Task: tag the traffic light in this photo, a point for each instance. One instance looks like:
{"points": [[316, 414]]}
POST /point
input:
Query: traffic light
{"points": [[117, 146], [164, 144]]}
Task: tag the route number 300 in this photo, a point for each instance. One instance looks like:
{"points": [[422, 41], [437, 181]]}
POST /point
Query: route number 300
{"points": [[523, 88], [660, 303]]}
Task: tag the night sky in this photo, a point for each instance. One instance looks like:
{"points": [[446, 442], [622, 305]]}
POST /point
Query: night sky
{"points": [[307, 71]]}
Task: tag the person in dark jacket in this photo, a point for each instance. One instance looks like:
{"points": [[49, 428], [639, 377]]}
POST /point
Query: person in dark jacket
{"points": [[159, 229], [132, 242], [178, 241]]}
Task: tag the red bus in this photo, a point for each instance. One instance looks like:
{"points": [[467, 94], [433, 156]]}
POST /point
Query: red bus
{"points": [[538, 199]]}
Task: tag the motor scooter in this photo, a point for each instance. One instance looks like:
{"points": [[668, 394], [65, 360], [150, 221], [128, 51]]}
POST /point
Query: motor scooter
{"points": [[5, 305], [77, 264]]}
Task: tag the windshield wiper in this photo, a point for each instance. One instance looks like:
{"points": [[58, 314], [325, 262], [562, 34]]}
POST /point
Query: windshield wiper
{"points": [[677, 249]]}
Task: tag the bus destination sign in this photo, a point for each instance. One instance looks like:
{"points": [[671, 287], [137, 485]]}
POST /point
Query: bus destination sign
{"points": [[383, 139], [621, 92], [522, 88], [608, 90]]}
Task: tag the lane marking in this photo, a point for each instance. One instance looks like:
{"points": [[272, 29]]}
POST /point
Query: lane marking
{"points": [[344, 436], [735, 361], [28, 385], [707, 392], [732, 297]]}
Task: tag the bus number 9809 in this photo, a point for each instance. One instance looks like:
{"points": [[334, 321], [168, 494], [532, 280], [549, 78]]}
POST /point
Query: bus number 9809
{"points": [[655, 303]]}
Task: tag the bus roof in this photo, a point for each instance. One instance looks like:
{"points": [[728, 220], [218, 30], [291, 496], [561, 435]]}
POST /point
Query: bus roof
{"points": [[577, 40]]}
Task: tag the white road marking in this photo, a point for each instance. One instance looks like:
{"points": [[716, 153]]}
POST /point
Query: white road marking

_Short exercise_
Output the stretch of the listing from the line containing "Task: tag the white" through the end of the listing as a Markdown table with the columns No. and Line. Number each line and leave out any blank lines.

_Reply_
| No. | Line |
|---|---|
| 1 | Task: tag the white road marking in this photo, a point for each instance. One instance looks like: |
| 2 | {"points": [[716, 153]]} |
| 3 | POST /point |
| 4 | Query: white road marking |